Reproduce the full listing below, replacing "in this photo" with "in this image" wherever it occurs and keeping every other character the same. Omit the pictures from your output.

Collection entries:
- - -
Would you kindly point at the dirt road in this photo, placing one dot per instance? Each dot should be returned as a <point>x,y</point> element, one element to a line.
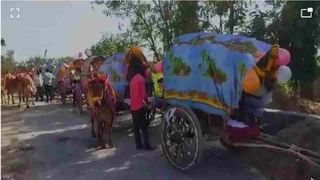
<point>53,142</point>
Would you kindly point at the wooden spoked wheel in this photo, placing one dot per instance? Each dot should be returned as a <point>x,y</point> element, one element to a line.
<point>181,138</point>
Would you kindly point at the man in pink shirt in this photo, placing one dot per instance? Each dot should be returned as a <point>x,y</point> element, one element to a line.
<point>138,103</point>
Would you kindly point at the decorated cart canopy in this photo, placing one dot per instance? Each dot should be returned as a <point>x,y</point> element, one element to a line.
<point>205,70</point>
<point>115,67</point>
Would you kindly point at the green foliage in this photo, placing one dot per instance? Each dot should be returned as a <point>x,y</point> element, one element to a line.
<point>257,27</point>
<point>186,20</point>
<point>111,44</point>
<point>212,71</point>
<point>179,67</point>
<point>296,35</point>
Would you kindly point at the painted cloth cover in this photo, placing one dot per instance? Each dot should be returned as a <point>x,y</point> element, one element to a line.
<point>205,70</point>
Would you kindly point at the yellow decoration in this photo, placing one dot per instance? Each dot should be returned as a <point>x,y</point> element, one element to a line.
<point>251,82</point>
<point>156,86</point>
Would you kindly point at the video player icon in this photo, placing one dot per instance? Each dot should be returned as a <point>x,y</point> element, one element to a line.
<point>306,13</point>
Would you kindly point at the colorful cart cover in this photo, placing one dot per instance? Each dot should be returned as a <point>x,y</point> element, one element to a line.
<point>115,68</point>
<point>205,70</point>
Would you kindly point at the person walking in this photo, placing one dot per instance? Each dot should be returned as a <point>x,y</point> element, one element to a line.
<point>38,81</point>
<point>138,103</point>
<point>48,85</point>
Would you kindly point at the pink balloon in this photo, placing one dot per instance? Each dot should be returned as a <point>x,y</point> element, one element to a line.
<point>283,57</point>
<point>158,67</point>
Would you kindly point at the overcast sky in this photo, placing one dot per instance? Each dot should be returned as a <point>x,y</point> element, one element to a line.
<point>64,28</point>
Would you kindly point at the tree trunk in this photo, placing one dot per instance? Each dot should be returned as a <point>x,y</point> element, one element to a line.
<point>231,18</point>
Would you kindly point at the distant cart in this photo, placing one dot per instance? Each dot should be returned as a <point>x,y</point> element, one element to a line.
<point>203,75</point>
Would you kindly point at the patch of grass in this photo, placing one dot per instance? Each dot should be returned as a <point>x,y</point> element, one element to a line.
<point>15,166</point>
<point>14,139</point>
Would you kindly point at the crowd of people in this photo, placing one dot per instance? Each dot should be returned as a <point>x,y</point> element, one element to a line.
<point>44,83</point>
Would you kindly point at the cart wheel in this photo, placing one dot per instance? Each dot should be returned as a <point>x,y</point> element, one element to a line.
<point>181,138</point>
<point>233,149</point>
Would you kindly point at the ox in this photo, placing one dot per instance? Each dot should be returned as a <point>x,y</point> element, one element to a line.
<point>22,84</point>
<point>101,103</point>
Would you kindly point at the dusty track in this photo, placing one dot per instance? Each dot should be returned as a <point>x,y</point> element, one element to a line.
<point>53,142</point>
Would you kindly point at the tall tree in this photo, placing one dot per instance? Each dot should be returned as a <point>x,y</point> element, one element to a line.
<point>301,38</point>
<point>110,44</point>
<point>257,27</point>
<point>186,20</point>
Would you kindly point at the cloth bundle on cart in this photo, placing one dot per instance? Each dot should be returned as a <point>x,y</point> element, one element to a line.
<point>205,70</point>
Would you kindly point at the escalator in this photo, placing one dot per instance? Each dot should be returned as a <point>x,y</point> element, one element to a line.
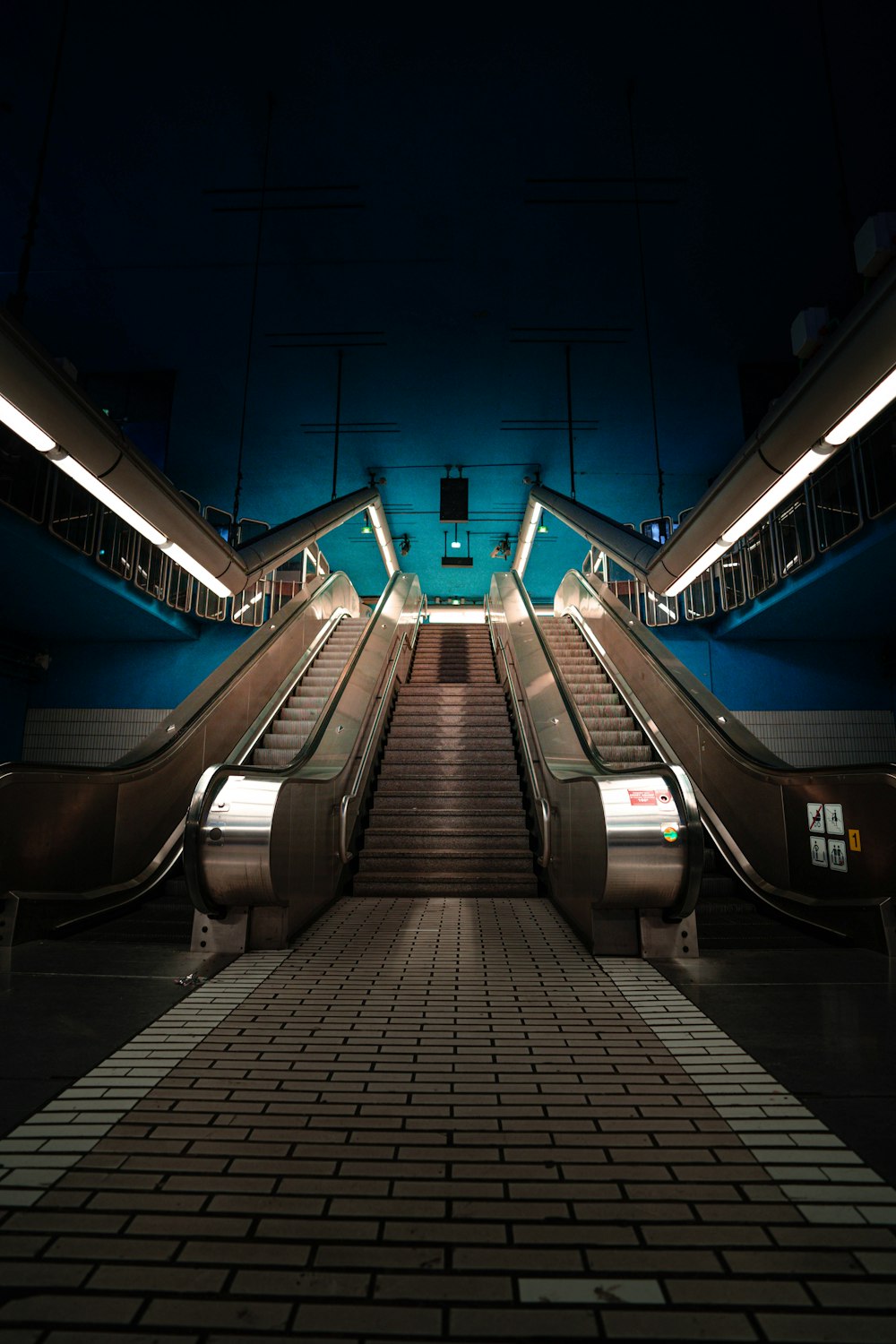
<point>81,841</point>
<point>813,844</point>
<point>729,916</point>
<point>614,731</point>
- - -
> [Correct answer]:
Would you kindly point at the dirt road in this image, placing one dot per instance? Each dot should be returned as a <point>x,y</point> element, one element to a line.
<point>53,142</point>
Would you kindly point at the wooden spoked wheel in this image, placing one dot per instance? Each dot should be returned as a <point>x,y</point> element, one element to a line.
<point>181,138</point>
Would you kindly point at the man in pink shirt in this image, placing one dot per instance? Each dot should be returned as a <point>x,y</point> element, one element to a line.
<point>138,103</point>
Would you kindly point at the decorated cart canopy in this image, placing one dot per instance? Each dot should be returned as a <point>x,y</point> element, one element to a line.
<point>205,70</point>
<point>115,67</point>
Would you kindly point at the green foliage in this image, placing one dot per instance? Each dot should be returned as a <point>x,y</point> element, one element to a line.
<point>257,27</point>
<point>186,20</point>
<point>111,44</point>
<point>212,71</point>
<point>179,67</point>
<point>296,35</point>
Would you kindly point at the painted cloth cover in this image, placing one dot per instance? Each dot should be returned as a <point>x,y</point> element, one element to a line.
<point>205,70</point>
Would you kindly point at the yellow decoration in this image, placing one dot per instance? Each dot should be returned as a <point>x,y</point> element, one element to a line.
<point>251,82</point>
<point>156,86</point>
Would you kindly point at the video player icon in this image, placing one dot per instance? Each dot should be returned as a <point>x,y</point> element, one element to a line.
<point>306,13</point>
Would you kindly point at the colorful cart cover in this image, placing one dot per instance? Each dot should be returned as a <point>x,y</point> element, one element to a line.
<point>115,68</point>
<point>205,70</point>
Would you kindly point at the person walking in this image, placing one dot per instance? Each dot should be returned as a <point>x,y</point> element, one element to a line.
<point>38,81</point>
<point>138,103</point>
<point>48,85</point>
Would you kindly point at the pink balloon in this image, placing one dot per instance? Each dot should be returned as a <point>x,y</point> element, one element to a line.
<point>283,57</point>
<point>158,67</point>
Would you kindly point at the overcast sky in this image, placing one dot per instance? Each dot should be returned as a <point>x,y</point> element, one element to a line.
<point>64,28</point>
Would you kindly point at the tree trunk in this image, placing one dot per instance? Each dot should be returned as a <point>x,y</point> element, one element to a line.
<point>231,18</point>
Would you kindly point at the distant cart in this image, placing one dot per instance? Each dot should be returned as a <point>x,y</point> element, one element to a line.
<point>203,75</point>
Would you kindly point at the patch of grass in this image, placing one dot per instance? Each dot should be returned as a <point>x,y</point> element, one element to a line.
<point>15,166</point>
<point>14,139</point>
Would you kindly point at the crowd of people in this image, placing one dot per instance? Each dot should be returned as a <point>x,y</point> element, one element to a line.
<point>44,83</point>
Would you kindly point at the cart wheel in this image, placing one dot per instance? Each dot should be returned as a <point>x,y</point> element, one element to a line.
<point>181,138</point>
<point>233,149</point>
Would you kindly point at the ox in this image, placing one dot per instance? Each dot should be returned as a <point>x,y</point> element, one element to a line.
<point>22,84</point>
<point>101,103</point>
Would you kindly point at the dusty track in this image, placing one dot per instance? Each dot should be returned as a <point>x,y</point> element, one element to a line.
<point>53,142</point>
Would you kindly point at the tall tree in this image, placing one dot per instance? Each dot should be returned as a <point>x,y</point> element, one element to a line.
<point>301,38</point>
<point>110,44</point>
<point>257,27</point>
<point>186,20</point>
Would you kindly point at the cloth bundle on cart in this image, placing one dot per instance? Each dot should be returned as a <point>x,y</point> element, one element to a line.
<point>205,70</point>
Would you kindly point at the escalator in this image, placing one dot per instance? Each dot should be returned as a <point>x,y</point> element, one element to a line.
<point>81,841</point>
<point>813,844</point>
<point>729,916</point>
<point>614,731</point>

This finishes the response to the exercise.